Task goal: Please rewrite every one of the following items with "rough mask" changed to "coarse mask" and everything else unchanged.

Extracted data:
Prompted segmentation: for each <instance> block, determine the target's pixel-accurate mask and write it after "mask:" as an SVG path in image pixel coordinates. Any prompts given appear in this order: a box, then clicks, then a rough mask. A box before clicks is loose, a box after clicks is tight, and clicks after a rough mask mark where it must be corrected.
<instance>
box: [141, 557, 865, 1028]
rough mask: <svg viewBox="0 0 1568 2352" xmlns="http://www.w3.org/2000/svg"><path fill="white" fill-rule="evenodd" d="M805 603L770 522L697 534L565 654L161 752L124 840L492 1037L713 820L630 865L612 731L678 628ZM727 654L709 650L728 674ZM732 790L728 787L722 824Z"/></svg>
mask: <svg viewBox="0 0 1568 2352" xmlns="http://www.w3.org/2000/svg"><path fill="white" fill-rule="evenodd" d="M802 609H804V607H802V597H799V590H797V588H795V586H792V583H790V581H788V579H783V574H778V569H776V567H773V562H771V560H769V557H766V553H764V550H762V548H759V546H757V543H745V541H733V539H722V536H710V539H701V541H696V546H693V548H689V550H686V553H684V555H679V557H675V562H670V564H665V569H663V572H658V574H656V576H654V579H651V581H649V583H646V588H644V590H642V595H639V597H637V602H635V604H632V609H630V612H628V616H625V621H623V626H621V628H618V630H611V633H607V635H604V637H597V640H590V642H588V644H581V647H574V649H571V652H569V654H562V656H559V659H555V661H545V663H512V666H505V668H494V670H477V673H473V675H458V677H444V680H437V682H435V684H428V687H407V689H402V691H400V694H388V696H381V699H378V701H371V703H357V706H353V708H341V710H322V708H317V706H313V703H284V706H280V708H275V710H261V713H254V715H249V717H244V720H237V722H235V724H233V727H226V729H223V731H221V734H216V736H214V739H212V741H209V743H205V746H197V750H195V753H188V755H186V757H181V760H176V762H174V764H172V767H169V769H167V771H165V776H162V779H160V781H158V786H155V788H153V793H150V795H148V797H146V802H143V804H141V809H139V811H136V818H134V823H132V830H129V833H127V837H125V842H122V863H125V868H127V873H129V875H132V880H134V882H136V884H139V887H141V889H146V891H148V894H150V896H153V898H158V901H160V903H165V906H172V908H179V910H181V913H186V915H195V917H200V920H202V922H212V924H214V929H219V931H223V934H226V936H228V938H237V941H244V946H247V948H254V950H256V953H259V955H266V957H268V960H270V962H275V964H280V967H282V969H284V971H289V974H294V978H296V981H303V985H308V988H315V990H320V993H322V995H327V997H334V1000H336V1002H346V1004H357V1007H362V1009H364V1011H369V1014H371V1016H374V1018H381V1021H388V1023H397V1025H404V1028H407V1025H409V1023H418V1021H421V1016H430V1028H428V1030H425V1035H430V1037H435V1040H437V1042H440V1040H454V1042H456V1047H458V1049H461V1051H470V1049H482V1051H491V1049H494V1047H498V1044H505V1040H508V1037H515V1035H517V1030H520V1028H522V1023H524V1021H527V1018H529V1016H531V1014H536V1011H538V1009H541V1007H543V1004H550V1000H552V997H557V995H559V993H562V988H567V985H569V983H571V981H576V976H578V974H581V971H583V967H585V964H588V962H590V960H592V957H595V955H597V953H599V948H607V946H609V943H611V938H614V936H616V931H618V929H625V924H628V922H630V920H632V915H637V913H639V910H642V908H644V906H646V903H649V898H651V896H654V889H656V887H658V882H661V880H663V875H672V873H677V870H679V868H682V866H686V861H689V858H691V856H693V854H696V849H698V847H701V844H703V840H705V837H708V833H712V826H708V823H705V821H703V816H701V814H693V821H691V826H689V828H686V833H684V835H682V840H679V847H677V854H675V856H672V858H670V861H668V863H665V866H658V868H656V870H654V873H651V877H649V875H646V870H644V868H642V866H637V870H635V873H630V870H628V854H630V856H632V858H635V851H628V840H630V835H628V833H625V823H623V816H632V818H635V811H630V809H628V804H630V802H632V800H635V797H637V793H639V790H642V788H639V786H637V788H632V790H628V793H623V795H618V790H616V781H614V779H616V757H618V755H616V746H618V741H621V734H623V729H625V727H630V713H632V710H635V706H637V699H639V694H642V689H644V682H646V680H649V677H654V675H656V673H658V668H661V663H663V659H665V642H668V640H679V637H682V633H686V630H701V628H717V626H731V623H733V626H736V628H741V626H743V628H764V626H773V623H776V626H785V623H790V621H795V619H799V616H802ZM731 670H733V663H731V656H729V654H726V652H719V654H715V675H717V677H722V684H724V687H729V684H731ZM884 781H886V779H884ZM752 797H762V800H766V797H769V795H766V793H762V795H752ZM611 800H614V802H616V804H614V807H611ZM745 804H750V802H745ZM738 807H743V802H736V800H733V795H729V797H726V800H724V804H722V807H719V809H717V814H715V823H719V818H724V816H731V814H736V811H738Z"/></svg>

Problem solution:
Prompted segmentation: for each <instance> block, determine the target's pixel-accurate mask and write it after "mask:" as an SVG path in image pixel coordinates. Any prompts given appear in this order: a box, then clicks, then a coarse mask. A box before clicks is loose, a box after clicks is tight, and clicks after a coarse mask mark where it must be corrected.
<instance>
box: [141, 557, 865, 1028]
coarse mask: <svg viewBox="0 0 1568 2352" xmlns="http://www.w3.org/2000/svg"><path fill="white" fill-rule="evenodd" d="M805 603L770 522L697 534L565 654L161 752L124 840L492 1037L713 820L630 865L612 731L678 628ZM727 654L709 650L728 674ZM732 790L728 787L722 824Z"/></svg>
mask: <svg viewBox="0 0 1568 2352" xmlns="http://www.w3.org/2000/svg"><path fill="white" fill-rule="evenodd" d="M802 609H804V607H802V597H799V590H797V588H795V586H792V583H790V581H788V579H783V574H778V569H776V567H773V562H771V560H769V557H766V553H764V550H762V548H759V546H757V543H745V541H733V539H722V536H710V539H701V541H696V546H693V548H689V550H686V553H684V555H679V557H675V562H670V564H665V569H663V572H658V574H656V576H654V579H651V581H649V583H646V588H644V590H642V595H639V597H637V602H635V604H632V609H630V612H628V616H625V621H623V626H621V628H618V630H611V633H607V635H604V637H597V640H590V642H588V644H581V647H574V649H571V652H569V654H562V656H559V659H555V661H545V663H512V666H505V668H494V670H477V673H473V675H458V677H444V680H437V682H435V684H428V687H407V689H402V691H400V694H388V696H381V699H378V701H371V703H357V706H353V708H341V710H322V708H317V706H313V703H284V706H280V708H275V710H261V713H254V715H249V717H244V720H237V722H235V724H233V727H226V729H223V731H221V734H216V736H214V739H212V741H209V743H205V746H197V750H195V753H188V755H186V757H181V760H176V762H174V764H172V767H169V769H167V771H165V776H162V779H160V781H158V786H155V788H153V793H150V795H148V797H146V802H143V804H141V809H139V811H136V818H134V823H132V830H129V833H127V837H125V842H122V863H125V868H127V873H129V875H132V880H134V882H136V884H139V887H141V889H146V891H148V894H150V896H153V898H158V901H160V903H165V906H172V908H179V910H181V913H186V915H195V917H200V920H202V922H212V924H214V929H219V931H223V934H226V936H228V938H237V941H244V946H247V948H254V950H256V953H259V955H266V957H268V960H270V962H275V964H280V967H282V969H284V971H289V974H294V978H296V981H303V985H308V988H315V990H320V993H322V995H327V997H334V1000H336V1002H346V1004H357V1007H362V1009H364V1011H369V1014H371V1016H374V1018H381V1021H388V1023H397V1025H404V1028H407V1025H409V1023H418V1021H421V1016H430V1028H428V1030H425V1035H430V1037H435V1040H437V1042H440V1040H454V1042H456V1047H458V1049H461V1051H470V1049H482V1051H491V1049H494V1047H498V1044H505V1040H508V1037H515V1035H517V1030H520V1028H522V1023H524V1021H527V1018H529V1016H531V1014H536V1011H538V1009H541V1007H543V1004H550V1000H552V997H557V995H559V993H562V988H567V985H569V983H571V981H576V976H578V974H581V971H583V967H585V964H588V962H590V960H592V957H595V955H597V953H599V948H607V946H609V943H611V938H614V936H616V931H618V929H625V924H628V922H630V920H632V915H637V913H639V910H642V908H644V906H646V903H649V898H651V896H654V889H656V887H658V882H661V880H663V875H672V873H677V870H679V868H682V866H686V861H689V858H691V856H693V854H696V849H698V847H701V844H703V840H705V837H708V833H712V826H708V823H705V821H703V816H701V814H693V821H691V826H689V828H686V833H684V835H682V840H679V847H677V854H675V856H672V858H670V861H668V863H665V866H658V868H656V870H654V873H651V877H649V875H646V870H644V868H642V866H637V870H635V873H630V870H628V854H630V856H632V858H635V851H628V840H630V835H628V833H625V823H623V816H632V818H635V811H630V809H628V804H630V802H632V800H635V797H637V793H639V790H642V788H639V786H637V788H632V790H628V793H623V795H618V790H616V781H614V779H616V757H618V755H616V746H618V741H621V734H623V729H625V727H630V713H632V710H635V706H637V699H639V694H642V689H644V682H646V680H649V677H654V675H656V673H658V668H661V663H663V659H665V642H668V640H679V637H682V633H686V630H701V628H717V626H731V623H733V626H736V628H741V626H743V628H764V626H773V623H776V626H785V623H790V621H795V619H799V616H802ZM731 670H733V663H731V656H729V654H726V652H719V654H715V675H717V677H722V684H724V687H729V684H731ZM884 781H886V779H884ZM752 797H762V800H766V797H769V795H766V793H762V795H752ZM611 800H614V802H616V804H614V807H611ZM745 804H750V802H745ZM738 807H743V802H736V800H733V795H729V797H726V800H724V804H722V807H719V809H717V814H715V823H719V818H724V816H731V814H736V811H738Z"/></svg>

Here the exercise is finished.